**Document text:**
"""
SeanDaBlack / KelloggBot

Kellogg bad | Union good | Support strike funds
GNU General Public License v3.0
398 stars 81 forks source link

autoscab - generalizing kelloggbot #56

Open sneakers-the-rat opened 2 years ago

sneakers-the-rat commented 2 years ago

love what you've done here. am rearchitecting to make easier to extend for other unions in the future with some prior webscraping code i've written. absolutely LOVE the resume generator. would love to work together, solidarity forever <3

sneakers-the-rat commented 2 years ago

PS i got autoscab on pypi lmao lets do this

https://pypi.org/project/autoscab/ https://github.com/sneakers-the-rat/autoscab

bolshoytoster commented 2 years ago

We could take a dictionary of {xpath: action}, where xpath is a string and action is a class. There could be a base action class:

class Action():
    def __init__(self, fun):
    '''
        Create Action from function/lambda.
        It will be passed the element at xpath, so it must accept one argument.
    '''
        self.fun = lambda _, element: fun(element)
"""
**Data entries:**
"""
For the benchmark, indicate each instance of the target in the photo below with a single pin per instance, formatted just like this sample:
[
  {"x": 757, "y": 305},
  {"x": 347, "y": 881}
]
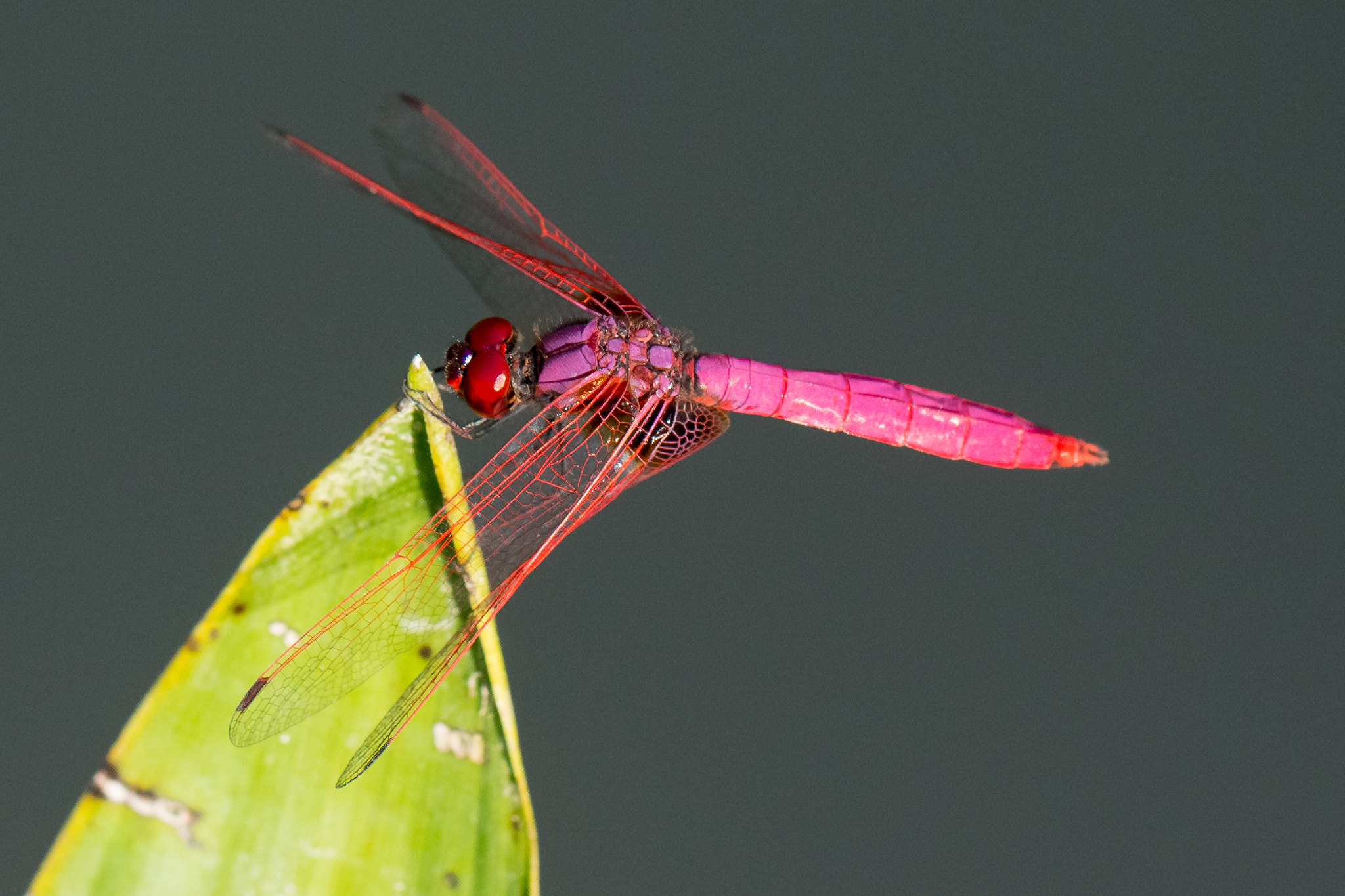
"""
**Tasks and exercises:**
[a] Which license does the KelloggBot thread list for the repository?
[b] List the slogans in the header of the KelloggBot thread.
[c] Write the next part of the KelloggBot thread, picking up after its final line of code.

**Exercise answers:**
[a] GNU General Public License v3.0

[b]
Kellogg bad
Union good
Support strike funds

[c]
Then have two standard ones:

class Click(Action):
    fun = lambda _, element: element.click()
class Input(Action):
    def __init__(self, inputs):
    '''
        Inputs is either a string, an array of possible strings to choose or a function/lambda that returns the string to use
    '''
        if type(inputs) == list:
            self.fun = lambda _, element: element.send_keys(random.choice(inputs))
        elif type(inputs) == function:
            self.fun = lambda _, element: element.send_keys(inputs())
        else: # Assume it’s either a string or can be cast to a string
            self.fun = lambda _, element: element.send_keys(inputs)

Then have a function that takes the dictionary as input and carries out the actions, perhaps even in a loop:

def autoscab(actions, times=0):
'''
    actions is a dictionary:
        {
         xpath (string),

         action (Action or a class that inherits from it.)
        }

    times is the amount of times to run this, 0 for infinite
'''
    if times == 0:
        iterate = iter(int, 1)
    else:
        iterate = range(times)

    for _ in iterate:
        for xpath, action in actions.items():
            element = driver.find_element_by_xpath(xpath)
            action.fun(element)

This is a rough draft, it probably needs some more error handling but it’s probably best to let the user handle errors. It should work for most applications and to update it you mainly just have to change a dictionary.

bolshoytoster commented 2 years ago

I like the idea, but I'd be worried about that being limiting.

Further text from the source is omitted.